Traduction : Gérard Eizenberg pour La Paix Maintenant
Si vous vous payez un billet d’avion et vous rendez dans un autre pays, vous pourrez voir les montagnes, les palais et les places, les musées, les paysages et les sites historiques. Si la chance est de votre côté, vous aurez peut-être l’occasion de discuter avec quelques habitants de là-bas. Après quoi, vous rentrerez chez vous, avec une collection de photographies et cartes postales.
Mais si vous lisez un roman, vous vous payez en réalité un billet d’entrée dans les labyrinthes les plus secrets d’un autre pays et d’un autre peuple. Lire un roman, c’est s’inviter au domicile d’autres gens et visiter tous ses recoins.
Touriste, peut-être aurez-vous l’occasion de vous trouver dans une rue quelconque, de contempler une maison du vieux quartier de la ville et d’apercevoir une femme qui regarde par la fenêtre. Puis, vous tournerez les talons et poursuivrez votre chemin.
Lecteur, vous ne contemplerez pas seulement cette femme à sa fenêtre, vous serez avec elle, dans sa chambre, voire dans sa tête.
Quand on lit un roman d’un autre pays, on se trouve en réalité invité dans le salon d’autres gens, dans la chambre de leurs enfants, dans la pièce où ils travaillent, et même dans leur chambre à coucher. On visite leurs douleurs secrètes, leurs réjouissances familiales, leurs rêves.

DONNÉES À EXAMINER ->
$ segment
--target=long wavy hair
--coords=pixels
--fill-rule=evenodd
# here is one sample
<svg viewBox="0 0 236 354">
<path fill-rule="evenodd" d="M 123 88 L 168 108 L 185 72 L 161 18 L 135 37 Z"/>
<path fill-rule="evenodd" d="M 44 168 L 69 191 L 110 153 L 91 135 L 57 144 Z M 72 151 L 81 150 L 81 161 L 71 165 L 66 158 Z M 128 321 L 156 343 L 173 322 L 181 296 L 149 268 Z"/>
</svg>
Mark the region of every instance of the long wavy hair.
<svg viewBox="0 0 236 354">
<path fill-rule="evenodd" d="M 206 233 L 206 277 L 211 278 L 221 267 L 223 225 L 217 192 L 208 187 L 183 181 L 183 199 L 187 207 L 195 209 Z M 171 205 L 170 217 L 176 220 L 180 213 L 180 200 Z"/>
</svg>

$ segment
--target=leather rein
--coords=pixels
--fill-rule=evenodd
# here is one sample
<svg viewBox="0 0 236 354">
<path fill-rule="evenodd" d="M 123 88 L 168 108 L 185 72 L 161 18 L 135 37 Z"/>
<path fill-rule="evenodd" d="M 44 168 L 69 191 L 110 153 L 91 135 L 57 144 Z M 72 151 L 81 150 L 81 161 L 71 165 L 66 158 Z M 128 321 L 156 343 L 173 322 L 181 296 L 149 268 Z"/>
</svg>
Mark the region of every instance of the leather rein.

EXERCICE 1 ->
Dans le texte sur la lecture de romans, avec quoi le touriste rentre-t-il chez lui ?
EXERCICE 2 ->
Rédigez la suite du texte sur la lecture de romans, après sa dernière phrase.

CORRIGÉ 1 ->
Il rentre chez lui avec une collection de photographies et cartes postales.

CORRIGÉ 2 ->
C’est pourquoi je crois que la littérature peut jouer le rôle de pont entre les peuples. Je crois que la curiosité est une valeur morale. Je crois que la capacité de se représenter l’autre est un vaccin contre le fanatisme. La capacité de se représenter l’autre ne fait pas seulement de vous un meilleur homme d’affaires, un meilleur amant ; elle fait de vous un être humain encore plus humain.
La tragédie israélo-palestinienne est, en partie, l’incapacité de nombreux d’entre nous, juifs comme arabes, de nous représenter l’un l’autre. Se le représenter vraiment : avec ses amours, ses angoisses, sa colère, ses passions. Il y a entre nous trop d’hostilité et pas assez de curiosité.
Les Juifs et les Arabes ont quelque chose en commun : tous deux, dans le passé, ont subi la violence de l’Europe. Les Arabes ont été victimes de l’impérialisme, du colonialisme, de l’exploitation, de l’humiliation. Les Juifs ont été victimes de la persécution, de la ségrégation, de l’exil, et pour finir, de l’assassinat d’un tiers du peuple juif.
On aurait pu se dire que deux victimes, de surcroît deux victimes du même persécuteur, auraient développé entre elles une sorte de solidarité. Malheureusement, les choses ne se passent pas ainsi, ni dans les romans, ni dans la vie. Au contraire : les conflits les plus durs sont souvent ceux qui opposent deux victimes d’un même persécuteur. Deux enfants d’un père violent ne s’aiment pas obligatoirement. Souvent, chacun voit en l’autre l’image du parent tortionnaire.
Telle est la situation entre les Juifs et les Arabes au Proche-Orient. Les Arabes voient en les Juifs les nouveaux Croisés, un nouvel avatar de l’Europe colonialiste. Les Juifs voient en les Arabes une réincarnation de leurs persécuteurs d’hier : les auteurs des pogroms nazis.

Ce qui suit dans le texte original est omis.